_QUOTED PASSAGE_.

────────────────

Regularly inhaling these small and reactive compounds may not, in the long term, do you a lot of good. Industry needs solvents with none of the drawbacks of water and the rest of the molecular solvents. The properties of ionic liquids make them well-suited to slaking at least part of that commercial thirst.

Like their solid counterparts, liquid salts are made up of positively and negatively charged sub-units, or ions. In salt, the sodium ions have the positive charge and the chloride ions the negative. "Because of the way that ions bind together, they can't escape from each other," says Dr Welton. "At room temperature they don't evaporate at all."

At Queen's University, Belfast, Ken Seddon has spent the past couple of decades working on ionic liquids. His aim is to take them from the laboratory to the industrial pilot plant. His group, the Queen's University Ionic Liquid Laboratories (Quill) has the backing of a score of chemical and drugs companies, each contributing Pounds 20,000 annually. In return for this, they get a say in how Quill targets its research.

There is general agreement among academics that industry is now alive to the potential of ionic liquids. The French Petroleum Institute has developed a pilot plant that uses them in a process for linking small molecules to form larger ones.

Professor Seddon says that many standard chemical processes operate as well or even better when the reactants are dissolved in ionic liquids. For example, chemical reactions that need to be catalysed will often occur at a lower temperature and with a better yield if the reactions takes place in an ionic solvent. At 80x C the Friedel-Crafts reaction - a key step in, among other things, the cracking of petroleum - takes eight hours and produces an 80 per cent yield. Using ionic liquids at 0x C, the same reaction will take place in 30 seconds with a 98 per cent yield of a more homogeneous product.

────────────────

Object position labeling entries
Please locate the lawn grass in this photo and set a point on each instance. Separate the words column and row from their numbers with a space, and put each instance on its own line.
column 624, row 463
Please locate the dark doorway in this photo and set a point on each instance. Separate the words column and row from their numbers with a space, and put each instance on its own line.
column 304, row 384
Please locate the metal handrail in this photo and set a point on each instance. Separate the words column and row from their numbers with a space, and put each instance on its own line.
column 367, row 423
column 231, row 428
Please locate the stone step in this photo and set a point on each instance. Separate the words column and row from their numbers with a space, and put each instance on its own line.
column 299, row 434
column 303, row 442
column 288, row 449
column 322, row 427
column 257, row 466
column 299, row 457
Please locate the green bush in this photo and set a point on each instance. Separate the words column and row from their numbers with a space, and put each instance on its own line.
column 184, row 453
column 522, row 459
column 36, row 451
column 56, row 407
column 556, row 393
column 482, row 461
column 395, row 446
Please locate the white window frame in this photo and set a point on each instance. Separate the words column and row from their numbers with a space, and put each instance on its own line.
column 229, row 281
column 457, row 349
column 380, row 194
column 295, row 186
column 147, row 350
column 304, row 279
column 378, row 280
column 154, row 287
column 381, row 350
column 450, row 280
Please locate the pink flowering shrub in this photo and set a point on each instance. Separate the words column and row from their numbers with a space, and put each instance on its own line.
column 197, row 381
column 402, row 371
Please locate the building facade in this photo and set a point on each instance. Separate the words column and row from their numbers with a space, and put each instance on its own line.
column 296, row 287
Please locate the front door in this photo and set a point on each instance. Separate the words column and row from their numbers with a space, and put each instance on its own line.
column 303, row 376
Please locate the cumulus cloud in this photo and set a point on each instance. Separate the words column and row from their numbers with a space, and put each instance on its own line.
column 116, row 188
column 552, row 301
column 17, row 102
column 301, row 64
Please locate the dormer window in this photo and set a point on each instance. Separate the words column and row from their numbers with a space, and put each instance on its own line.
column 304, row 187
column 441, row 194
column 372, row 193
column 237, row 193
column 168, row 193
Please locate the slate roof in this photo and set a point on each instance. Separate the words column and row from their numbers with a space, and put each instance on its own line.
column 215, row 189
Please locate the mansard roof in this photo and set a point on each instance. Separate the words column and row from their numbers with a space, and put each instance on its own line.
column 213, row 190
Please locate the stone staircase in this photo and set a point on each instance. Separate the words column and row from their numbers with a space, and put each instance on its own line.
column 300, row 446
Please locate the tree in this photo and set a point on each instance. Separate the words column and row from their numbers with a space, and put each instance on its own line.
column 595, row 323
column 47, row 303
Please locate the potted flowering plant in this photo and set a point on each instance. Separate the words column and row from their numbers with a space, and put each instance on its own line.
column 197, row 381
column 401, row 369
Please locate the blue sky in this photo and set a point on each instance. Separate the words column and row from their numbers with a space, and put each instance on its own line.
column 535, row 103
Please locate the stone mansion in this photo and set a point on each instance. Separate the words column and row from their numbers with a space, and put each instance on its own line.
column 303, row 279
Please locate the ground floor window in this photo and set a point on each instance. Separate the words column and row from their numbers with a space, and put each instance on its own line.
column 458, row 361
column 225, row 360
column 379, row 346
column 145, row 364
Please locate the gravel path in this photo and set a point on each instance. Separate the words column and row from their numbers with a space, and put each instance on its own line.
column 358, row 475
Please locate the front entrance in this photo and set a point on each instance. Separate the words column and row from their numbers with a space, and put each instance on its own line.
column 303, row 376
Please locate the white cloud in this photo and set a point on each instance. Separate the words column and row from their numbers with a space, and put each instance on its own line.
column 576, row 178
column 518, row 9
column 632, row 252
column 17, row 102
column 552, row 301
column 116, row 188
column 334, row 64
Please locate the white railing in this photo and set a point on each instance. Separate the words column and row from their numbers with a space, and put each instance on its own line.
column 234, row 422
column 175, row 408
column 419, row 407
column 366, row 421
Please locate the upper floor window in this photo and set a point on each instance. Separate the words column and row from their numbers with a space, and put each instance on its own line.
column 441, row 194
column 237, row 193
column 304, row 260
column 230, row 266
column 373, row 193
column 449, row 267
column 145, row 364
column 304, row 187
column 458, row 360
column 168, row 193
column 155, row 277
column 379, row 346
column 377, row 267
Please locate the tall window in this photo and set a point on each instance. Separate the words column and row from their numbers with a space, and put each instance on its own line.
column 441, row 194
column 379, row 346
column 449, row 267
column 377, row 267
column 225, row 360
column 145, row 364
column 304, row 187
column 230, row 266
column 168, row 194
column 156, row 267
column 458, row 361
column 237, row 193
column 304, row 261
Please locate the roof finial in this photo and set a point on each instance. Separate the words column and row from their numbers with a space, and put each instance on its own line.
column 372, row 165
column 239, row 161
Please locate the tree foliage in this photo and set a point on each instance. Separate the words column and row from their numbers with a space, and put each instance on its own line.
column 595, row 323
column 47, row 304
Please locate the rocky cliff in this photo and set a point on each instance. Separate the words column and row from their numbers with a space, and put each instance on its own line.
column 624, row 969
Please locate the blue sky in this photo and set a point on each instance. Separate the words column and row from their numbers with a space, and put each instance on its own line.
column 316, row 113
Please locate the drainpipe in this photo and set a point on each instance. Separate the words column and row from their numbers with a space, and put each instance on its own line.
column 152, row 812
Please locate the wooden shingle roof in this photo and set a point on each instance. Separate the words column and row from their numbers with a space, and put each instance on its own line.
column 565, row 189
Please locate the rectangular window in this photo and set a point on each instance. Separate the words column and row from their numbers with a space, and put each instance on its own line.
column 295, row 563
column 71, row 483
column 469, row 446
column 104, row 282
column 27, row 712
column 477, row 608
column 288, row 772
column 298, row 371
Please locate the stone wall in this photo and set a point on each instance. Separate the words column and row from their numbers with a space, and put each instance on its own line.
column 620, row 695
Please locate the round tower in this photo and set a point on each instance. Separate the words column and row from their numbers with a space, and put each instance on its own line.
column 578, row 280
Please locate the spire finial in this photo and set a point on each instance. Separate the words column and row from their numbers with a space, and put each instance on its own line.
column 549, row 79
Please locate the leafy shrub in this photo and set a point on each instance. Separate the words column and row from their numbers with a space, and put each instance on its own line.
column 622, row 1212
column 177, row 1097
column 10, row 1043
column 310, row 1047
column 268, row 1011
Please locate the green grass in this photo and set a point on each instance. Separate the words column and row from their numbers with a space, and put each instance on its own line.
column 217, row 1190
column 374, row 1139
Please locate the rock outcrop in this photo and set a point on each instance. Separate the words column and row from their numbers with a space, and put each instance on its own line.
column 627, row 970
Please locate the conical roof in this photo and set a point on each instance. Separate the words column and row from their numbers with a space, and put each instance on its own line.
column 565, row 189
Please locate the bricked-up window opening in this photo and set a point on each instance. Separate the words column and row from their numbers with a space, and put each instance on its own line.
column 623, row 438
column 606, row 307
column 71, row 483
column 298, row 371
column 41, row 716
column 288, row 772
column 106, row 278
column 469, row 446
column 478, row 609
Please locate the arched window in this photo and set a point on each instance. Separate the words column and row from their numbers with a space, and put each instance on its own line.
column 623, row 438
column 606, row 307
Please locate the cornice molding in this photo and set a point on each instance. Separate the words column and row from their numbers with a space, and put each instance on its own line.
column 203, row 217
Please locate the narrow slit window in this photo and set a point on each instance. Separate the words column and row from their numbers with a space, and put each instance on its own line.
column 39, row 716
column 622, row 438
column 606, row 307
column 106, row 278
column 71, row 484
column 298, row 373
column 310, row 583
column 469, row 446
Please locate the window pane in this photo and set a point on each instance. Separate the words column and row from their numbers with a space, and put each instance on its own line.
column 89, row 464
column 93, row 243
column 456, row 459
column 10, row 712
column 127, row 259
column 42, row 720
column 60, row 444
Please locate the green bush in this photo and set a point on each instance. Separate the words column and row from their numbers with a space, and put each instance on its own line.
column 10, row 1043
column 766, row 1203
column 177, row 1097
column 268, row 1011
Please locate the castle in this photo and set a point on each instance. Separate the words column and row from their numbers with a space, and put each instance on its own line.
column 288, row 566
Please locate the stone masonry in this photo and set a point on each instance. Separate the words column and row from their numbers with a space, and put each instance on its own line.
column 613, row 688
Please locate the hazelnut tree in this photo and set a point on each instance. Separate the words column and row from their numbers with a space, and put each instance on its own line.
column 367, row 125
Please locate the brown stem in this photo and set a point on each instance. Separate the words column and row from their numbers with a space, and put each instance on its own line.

────────────────

_WRITTEN TASKS_.
A – Name every organization that the passage on ionic liquids mentions by name.
B – Write the next few sentences of the ionic liquids passage, picking up after its final sentence.

_RESPONSES TO THE TASKS_.
A –
Queen's University, Belfast
Queen's University Ionic Liquid Laboratories (Quill)
French Petroleum Institute

B –
Charles Gordon, of the department of pure and applied chemistry at Strathclyde University, sees ionic liquids as having promise in many important chemical processes, especially catalytic reactions. But he does not envisage a complete switch. "I don't think they'll ever be cheaper than organic solvents," he says. "At the moment they're maybe ten to twenty times as expensive. On the other hand, they are easier to re-use."

Ionic liquids need not be lost or destroyed during use. "Therefore they can be considered as capital expenditure rather than as a consumable," says Professor Seddon.

Ionic liquids have become one of the players in what is referred to as "green chemistry" - less polluting and more sustainable. This has an obvious appeal to an industry all too aware of the public's suspicion of its activities.

Ionic liquids do have drawbacks. With most solvents, recovering whatever has been dissolved is straightforward: warm the mixture and the solvent will evaporate. Extracting something dissolved in an ionic solvent is not so simple. That said, Dr Welton has few doubts about the potential of ionic liquids - not least because of the extent to which their properties can be manipulated according to need. They are, he believes, the solvents in which many an industrial problem will eventually dissolve.